Written tasks >>
(a) In the mailing-list post about the HDRI camera response curve, which cameras let the exposure be adjusted with a roller wheel?
(b) Carry on the mailing-list post about calibrating a camera's response curve for HDRI, starting right after its final sentence.

[Radiance-general] HDRI - Camera Response Curve

Rob Guglielmetti rpg at rumblestrip.org
Mon Jan 9 21:56:43 CET 2006


Hi Jack, all, Happy Happy, yadda yadda...

Jack de Valpine wrote:

> Hi Greg,
>
> Thanks for the follow-up on this. I think that I have gotten the white 
> balance part correct. I always set it by hand (for example to the sun 
> icon) so the auto white balance feature is effectively off. And I have 
> used aperture priority on the camera however I have used auto 
> bracketing, so maybe I am not getting enough samples? It sound like 
> perhaps the best thing to do is set the aperture manually and vary the 
> exposure time manually as well in order to generate your suggested ~10 
> samples. Although doing everything manually involves a lot of 
> unnecessary touch of the camera.

Yeah, for this calibration sequence, you definitely need more samples 
than a typical auto-bracket will do.  Fixed aperture, varied exposure, 
and shoot from a tripod if you can.  The Canon Rebels are really nice 
because you can adjust the exposure with a little roller wheel; once you 
have the WB and aperture set, you just roll the wheel & click, roll the 
wheel & click, etc.  My Olympus requires a lot more futzing with menus 
to do manual exposure and it's impossible to shoot a decent sequence w/o 
a tripod.

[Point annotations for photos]

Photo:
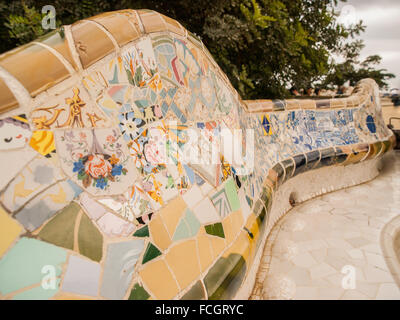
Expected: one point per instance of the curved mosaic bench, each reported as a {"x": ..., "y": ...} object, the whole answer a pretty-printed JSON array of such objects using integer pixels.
[{"x": 88, "y": 208}]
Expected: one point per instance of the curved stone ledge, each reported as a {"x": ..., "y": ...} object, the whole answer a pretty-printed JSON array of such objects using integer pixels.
[
  {"x": 121, "y": 213},
  {"x": 390, "y": 243}
]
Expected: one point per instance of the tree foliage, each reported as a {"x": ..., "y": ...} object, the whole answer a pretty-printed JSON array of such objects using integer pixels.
[{"x": 263, "y": 46}]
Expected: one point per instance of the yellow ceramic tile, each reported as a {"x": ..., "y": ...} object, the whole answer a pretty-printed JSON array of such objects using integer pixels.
[
  {"x": 159, "y": 233},
  {"x": 218, "y": 244},
  {"x": 42, "y": 141},
  {"x": 205, "y": 251},
  {"x": 183, "y": 261},
  {"x": 172, "y": 213},
  {"x": 23, "y": 64},
  {"x": 71, "y": 297},
  {"x": 118, "y": 25},
  {"x": 159, "y": 280},
  {"x": 91, "y": 42},
  {"x": 7, "y": 99},
  {"x": 9, "y": 231},
  {"x": 152, "y": 21},
  {"x": 237, "y": 221}
]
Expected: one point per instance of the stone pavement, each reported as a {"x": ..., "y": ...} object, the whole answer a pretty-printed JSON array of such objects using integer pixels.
[{"x": 322, "y": 241}]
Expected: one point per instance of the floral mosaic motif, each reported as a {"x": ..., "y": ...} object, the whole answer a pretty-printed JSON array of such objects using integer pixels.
[
  {"x": 97, "y": 160},
  {"x": 101, "y": 180}
]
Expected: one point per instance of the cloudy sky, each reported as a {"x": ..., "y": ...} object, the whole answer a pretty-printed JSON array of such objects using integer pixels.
[{"x": 382, "y": 35}]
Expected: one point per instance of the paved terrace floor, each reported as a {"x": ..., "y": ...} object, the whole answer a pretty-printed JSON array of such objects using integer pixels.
[{"x": 309, "y": 246}]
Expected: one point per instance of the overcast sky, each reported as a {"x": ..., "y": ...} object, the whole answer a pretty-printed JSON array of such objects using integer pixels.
[{"x": 382, "y": 35}]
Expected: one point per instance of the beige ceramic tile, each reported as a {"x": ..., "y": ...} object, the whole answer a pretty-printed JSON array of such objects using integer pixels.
[
  {"x": 156, "y": 273},
  {"x": 9, "y": 231},
  {"x": 159, "y": 233},
  {"x": 183, "y": 261},
  {"x": 172, "y": 213}
]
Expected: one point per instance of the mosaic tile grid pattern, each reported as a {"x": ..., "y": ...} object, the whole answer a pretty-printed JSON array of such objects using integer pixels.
[{"x": 90, "y": 210}]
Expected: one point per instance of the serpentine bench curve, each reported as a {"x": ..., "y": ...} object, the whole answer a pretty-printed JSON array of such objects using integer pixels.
[{"x": 97, "y": 201}]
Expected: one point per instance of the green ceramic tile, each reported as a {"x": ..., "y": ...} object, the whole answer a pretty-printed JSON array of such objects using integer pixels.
[
  {"x": 231, "y": 193},
  {"x": 225, "y": 277},
  {"x": 22, "y": 266},
  {"x": 142, "y": 232},
  {"x": 60, "y": 230},
  {"x": 195, "y": 293},
  {"x": 138, "y": 293},
  {"x": 150, "y": 253},
  {"x": 90, "y": 240},
  {"x": 215, "y": 229}
]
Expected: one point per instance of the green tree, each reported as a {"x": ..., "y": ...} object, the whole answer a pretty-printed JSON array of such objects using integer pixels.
[{"x": 263, "y": 46}]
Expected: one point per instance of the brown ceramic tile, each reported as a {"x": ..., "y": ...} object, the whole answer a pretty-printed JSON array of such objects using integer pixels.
[
  {"x": 292, "y": 104},
  {"x": 26, "y": 65},
  {"x": 307, "y": 104},
  {"x": 152, "y": 21},
  {"x": 91, "y": 42},
  {"x": 58, "y": 42},
  {"x": 173, "y": 25},
  {"x": 7, "y": 99},
  {"x": 118, "y": 25}
]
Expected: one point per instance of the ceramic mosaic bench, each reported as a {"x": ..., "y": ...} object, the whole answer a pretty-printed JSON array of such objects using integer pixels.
[{"x": 96, "y": 200}]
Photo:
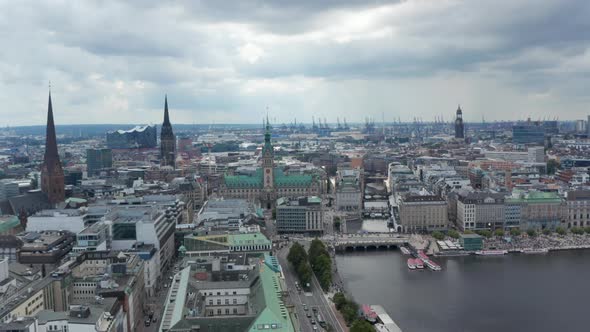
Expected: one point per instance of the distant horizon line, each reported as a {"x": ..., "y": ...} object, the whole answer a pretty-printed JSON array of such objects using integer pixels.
[{"x": 335, "y": 124}]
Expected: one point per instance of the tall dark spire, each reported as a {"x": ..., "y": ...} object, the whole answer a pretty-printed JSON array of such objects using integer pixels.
[
  {"x": 52, "y": 176},
  {"x": 459, "y": 127},
  {"x": 50, "y": 140},
  {"x": 167, "y": 139},
  {"x": 166, "y": 116}
]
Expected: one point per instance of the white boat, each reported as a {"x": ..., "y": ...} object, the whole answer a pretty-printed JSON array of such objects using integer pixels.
[
  {"x": 432, "y": 265},
  {"x": 411, "y": 264},
  {"x": 491, "y": 252},
  {"x": 419, "y": 263},
  {"x": 535, "y": 251}
]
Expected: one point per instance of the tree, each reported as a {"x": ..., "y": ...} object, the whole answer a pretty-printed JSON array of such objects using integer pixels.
[
  {"x": 438, "y": 235},
  {"x": 485, "y": 233},
  {"x": 337, "y": 225},
  {"x": 339, "y": 300},
  {"x": 552, "y": 166},
  {"x": 361, "y": 325},
  {"x": 304, "y": 272},
  {"x": 578, "y": 230},
  {"x": 321, "y": 263},
  {"x": 296, "y": 254},
  {"x": 350, "y": 312}
]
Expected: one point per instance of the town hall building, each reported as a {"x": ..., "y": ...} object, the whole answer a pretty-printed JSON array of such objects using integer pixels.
[{"x": 269, "y": 182}]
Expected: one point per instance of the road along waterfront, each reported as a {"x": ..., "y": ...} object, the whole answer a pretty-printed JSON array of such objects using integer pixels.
[{"x": 506, "y": 293}]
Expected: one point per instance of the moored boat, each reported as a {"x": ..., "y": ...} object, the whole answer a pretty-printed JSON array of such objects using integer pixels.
[
  {"x": 419, "y": 263},
  {"x": 535, "y": 251},
  {"x": 491, "y": 252},
  {"x": 368, "y": 314},
  {"x": 422, "y": 255},
  {"x": 432, "y": 265}
]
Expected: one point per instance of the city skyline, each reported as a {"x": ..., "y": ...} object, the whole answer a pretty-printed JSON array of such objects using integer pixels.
[{"x": 219, "y": 61}]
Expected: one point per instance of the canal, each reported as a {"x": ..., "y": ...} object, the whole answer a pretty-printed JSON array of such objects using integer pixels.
[{"x": 509, "y": 293}]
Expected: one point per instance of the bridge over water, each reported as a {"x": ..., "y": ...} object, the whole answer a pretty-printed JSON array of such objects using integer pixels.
[{"x": 369, "y": 242}]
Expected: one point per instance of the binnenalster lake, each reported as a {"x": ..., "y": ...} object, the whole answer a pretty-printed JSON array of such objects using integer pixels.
[{"x": 537, "y": 293}]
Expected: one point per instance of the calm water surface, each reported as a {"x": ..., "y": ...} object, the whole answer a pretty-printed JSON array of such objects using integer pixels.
[{"x": 510, "y": 293}]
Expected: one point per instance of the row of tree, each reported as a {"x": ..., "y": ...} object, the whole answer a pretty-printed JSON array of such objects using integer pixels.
[
  {"x": 513, "y": 232},
  {"x": 321, "y": 263},
  {"x": 350, "y": 311},
  {"x": 298, "y": 258}
]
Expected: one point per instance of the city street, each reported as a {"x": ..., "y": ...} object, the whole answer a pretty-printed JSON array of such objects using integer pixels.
[
  {"x": 315, "y": 298},
  {"x": 157, "y": 303}
]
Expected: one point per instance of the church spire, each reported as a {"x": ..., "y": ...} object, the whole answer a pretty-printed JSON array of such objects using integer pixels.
[
  {"x": 167, "y": 139},
  {"x": 52, "y": 176},
  {"x": 50, "y": 140},
  {"x": 166, "y": 116}
]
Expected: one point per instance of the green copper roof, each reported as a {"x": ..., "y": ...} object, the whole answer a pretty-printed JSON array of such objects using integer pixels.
[
  {"x": 255, "y": 180},
  {"x": 247, "y": 239},
  {"x": 8, "y": 223},
  {"x": 274, "y": 316},
  {"x": 175, "y": 301},
  {"x": 244, "y": 181},
  {"x": 291, "y": 180},
  {"x": 536, "y": 197},
  {"x": 240, "y": 239}
]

Results in order >>
(a) The Canon Rebels.

(b)
> Once a response curve has been generated is there some way to check or 
> validate it (if that makes any sense)?


I dunno about validating a response curve, but I'd expect you could 
measure the scene with a luminance meter while you're shooting it, and 
then compare those values to some samples from the hdr image.

>
> In the book (the new one;-) you also indicate that the darkest 
> exposure should have no RGB values greater than ~200 and the lightest 
> no values less than ~20. I could certainly figure out a filter routine 
> with pcomb, however there must be a simple way to do this with 
> ImageMagick. The point being to run a quick preprocess check on the 
> the bounding images. Any takers or suggestions for how to do this easily?

I just open the high & low images in Photoshop and look at the 
histogram.  Are you trying to figure out a way to automate this step 
from the command line?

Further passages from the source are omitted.